## START

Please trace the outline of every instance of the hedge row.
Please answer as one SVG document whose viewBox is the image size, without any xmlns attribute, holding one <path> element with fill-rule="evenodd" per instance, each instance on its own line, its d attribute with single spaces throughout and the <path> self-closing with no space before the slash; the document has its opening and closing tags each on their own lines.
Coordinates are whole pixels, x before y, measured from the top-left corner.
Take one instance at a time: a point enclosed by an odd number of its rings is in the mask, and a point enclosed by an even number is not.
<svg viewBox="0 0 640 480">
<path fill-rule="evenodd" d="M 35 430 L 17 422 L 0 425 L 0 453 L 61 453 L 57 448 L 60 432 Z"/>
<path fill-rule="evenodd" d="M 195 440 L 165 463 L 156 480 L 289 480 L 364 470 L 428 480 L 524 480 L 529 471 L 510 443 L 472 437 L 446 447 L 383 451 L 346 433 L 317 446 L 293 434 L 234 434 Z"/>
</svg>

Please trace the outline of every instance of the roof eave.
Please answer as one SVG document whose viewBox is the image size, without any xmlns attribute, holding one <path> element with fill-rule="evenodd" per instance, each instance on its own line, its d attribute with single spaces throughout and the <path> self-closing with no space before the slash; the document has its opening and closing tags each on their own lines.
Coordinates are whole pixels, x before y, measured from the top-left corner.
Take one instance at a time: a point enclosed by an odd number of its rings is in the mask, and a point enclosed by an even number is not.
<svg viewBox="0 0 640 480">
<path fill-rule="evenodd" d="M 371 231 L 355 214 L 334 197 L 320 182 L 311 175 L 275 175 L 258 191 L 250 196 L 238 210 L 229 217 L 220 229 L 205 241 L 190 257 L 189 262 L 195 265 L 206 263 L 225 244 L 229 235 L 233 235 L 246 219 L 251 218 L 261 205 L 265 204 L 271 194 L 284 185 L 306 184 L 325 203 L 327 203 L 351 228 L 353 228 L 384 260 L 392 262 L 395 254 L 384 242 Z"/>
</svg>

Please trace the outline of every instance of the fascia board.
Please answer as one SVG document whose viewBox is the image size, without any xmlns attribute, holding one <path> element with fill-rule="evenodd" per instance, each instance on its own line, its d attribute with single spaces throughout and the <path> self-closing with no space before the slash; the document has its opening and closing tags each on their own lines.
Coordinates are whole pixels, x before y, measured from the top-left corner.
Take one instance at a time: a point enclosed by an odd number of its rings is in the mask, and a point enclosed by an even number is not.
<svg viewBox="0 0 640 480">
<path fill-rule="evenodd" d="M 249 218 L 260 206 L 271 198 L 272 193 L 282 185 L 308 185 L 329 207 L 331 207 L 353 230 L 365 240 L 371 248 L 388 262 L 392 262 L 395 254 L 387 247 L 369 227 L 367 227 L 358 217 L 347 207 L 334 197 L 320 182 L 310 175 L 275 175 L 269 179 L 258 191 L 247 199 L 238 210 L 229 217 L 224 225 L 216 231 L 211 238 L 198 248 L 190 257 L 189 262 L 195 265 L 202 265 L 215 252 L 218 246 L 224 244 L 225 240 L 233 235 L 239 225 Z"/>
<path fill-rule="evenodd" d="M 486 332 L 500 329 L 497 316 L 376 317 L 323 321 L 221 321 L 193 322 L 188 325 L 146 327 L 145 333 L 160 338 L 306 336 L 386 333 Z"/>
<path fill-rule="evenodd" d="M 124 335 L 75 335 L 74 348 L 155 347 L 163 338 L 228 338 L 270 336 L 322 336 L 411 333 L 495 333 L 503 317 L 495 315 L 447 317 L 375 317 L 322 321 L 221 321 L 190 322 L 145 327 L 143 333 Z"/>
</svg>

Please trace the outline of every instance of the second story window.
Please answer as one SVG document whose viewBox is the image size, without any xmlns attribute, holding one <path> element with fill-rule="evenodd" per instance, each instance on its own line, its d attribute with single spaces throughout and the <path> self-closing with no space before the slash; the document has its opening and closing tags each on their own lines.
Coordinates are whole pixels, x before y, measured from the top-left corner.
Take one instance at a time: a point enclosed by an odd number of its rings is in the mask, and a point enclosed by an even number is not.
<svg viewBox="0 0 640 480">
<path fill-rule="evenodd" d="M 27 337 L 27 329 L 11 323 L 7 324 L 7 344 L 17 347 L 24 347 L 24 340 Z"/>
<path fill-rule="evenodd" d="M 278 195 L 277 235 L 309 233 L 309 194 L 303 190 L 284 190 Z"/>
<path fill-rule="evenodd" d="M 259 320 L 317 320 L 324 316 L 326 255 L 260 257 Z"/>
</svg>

## END

**Given instruction**
Return every entry above word for word, keeping each line as it stands.

**Completed exercise**
Please trace the outline of every instance of the hedge row.
Please answer as one SVG document whose viewBox is the image size, without any xmlns attribute, holding one <path> element with fill-rule="evenodd" per instance, each instance on its own line, its d attribute with single spaces throughout and the <path> self-closing with no space before the slash; the document has its opening and closing tags each on their own lines.
Coordinates are whole pixels, x before y, measured from the top-left corner.
Take one instance at a time: a point enclosed by an odd number of its rings is in the mask, and a point enclosed by an even number is not.
<svg viewBox="0 0 640 480">
<path fill-rule="evenodd" d="M 35 430 L 17 422 L 0 425 L 0 453 L 61 453 L 57 448 L 60 432 Z"/>
<path fill-rule="evenodd" d="M 195 440 L 165 463 L 156 480 L 289 480 L 364 470 L 428 480 L 524 480 L 529 471 L 510 443 L 472 437 L 446 447 L 383 451 L 346 433 L 317 446 L 293 434 L 234 434 Z"/>
</svg>

Please trace the outline of every instance of the roof eave.
Please answer as one SVG document whose viewBox is the image size, without any xmlns attribute, holding one <path> element with fill-rule="evenodd" per instance, each instance on its own line, its d attribute with single spaces throughout and the <path> self-closing with no space before the slash; the document has its opening and closing tags each on their own lines.
Coordinates are whole pixels, x before y, measured from the top-left corner.
Take one instance at a time: a point enclosed by an odd number of its rings is in the mask, and a point enclosed by an even number is not.
<svg viewBox="0 0 640 480">
<path fill-rule="evenodd" d="M 371 231 L 355 214 L 334 197 L 320 182 L 311 175 L 275 175 L 258 191 L 250 196 L 238 210 L 229 217 L 220 229 L 205 241 L 190 257 L 189 262 L 195 265 L 206 263 L 225 244 L 229 235 L 233 235 L 246 219 L 251 218 L 261 205 L 265 204 L 271 194 L 284 185 L 306 184 L 325 203 L 327 203 L 351 228 L 353 228 L 384 260 L 392 262 L 395 254 L 384 242 Z"/>
</svg>

Please trace the outline of every instance of the fascia board.
Please answer as one SVG document whose viewBox is the image size, without any xmlns attribute, holding one <path> element with fill-rule="evenodd" per instance, each instance on its own line, its d attribute with single spaces throughout and the <path> self-closing with no space before the slash; the document has its opening and closing tags each on their own lines.
Coordinates are whole pixels, x before y, measured from the top-left corner.
Take one instance at a time: a point enclosed by an odd number of its rings is in the mask, and a point enclosed by an even number is not.
<svg viewBox="0 0 640 480">
<path fill-rule="evenodd" d="M 249 218 L 260 206 L 271 198 L 272 193 L 282 185 L 308 185 L 329 207 L 331 207 L 353 230 L 365 240 L 371 248 L 388 262 L 392 262 L 395 254 L 387 247 L 369 227 L 367 227 L 358 217 L 347 207 L 334 197 L 320 182 L 310 175 L 275 175 L 269 179 L 258 191 L 247 199 L 238 210 L 229 217 L 224 225 L 216 231 L 211 238 L 198 248 L 190 257 L 189 262 L 195 265 L 202 265 L 215 252 L 218 246 L 224 244 L 225 240 L 233 235 L 239 225 Z"/>
<path fill-rule="evenodd" d="M 486 332 L 500 329 L 497 316 L 376 317 L 323 321 L 221 321 L 193 322 L 188 325 L 146 327 L 145 333 L 160 338 L 306 336 L 386 333 Z"/>
<path fill-rule="evenodd" d="M 124 335 L 75 335 L 74 348 L 155 347 L 163 338 L 228 338 L 270 336 L 322 336 L 411 333 L 495 333 L 503 317 L 495 315 L 447 317 L 375 317 L 322 321 L 221 321 L 190 322 L 145 327 L 143 333 Z"/>
</svg>

Please trace the outline of every instance of the second story window.
Please answer as one SVG document whose viewBox is the image size, without any xmlns attribute, holding one <path> element with fill-rule="evenodd" per instance, each instance on its own line, its d attribute with single spaces throughout and the <path> self-closing with no space before the slash; the document has its opening and closing tags each on their own lines.
Coordinates are whole pixels, x before y, measured from the top-left corner.
Take one instance at a time: a point enclosed by an odd number of its rings is in the mask, and a point enclosed by an even number is not.
<svg viewBox="0 0 640 480">
<path fill-rule="evenodd" d="M 27 337 L 27 329 L 11 323 L 7 324 L 7 344 L 17 347 L 24 347 L 24 340 Z"/>
<path fill-rule="evenodd" d="M 278 195 L 277 235 L 309 233 L 309 194 L 303 190 L 284 190 Z"/>
<path fill-rule="evenodd" d="M 259 320 L 317 320 L 324 316 L 326 255 L 260 257 Z"/>
</svg>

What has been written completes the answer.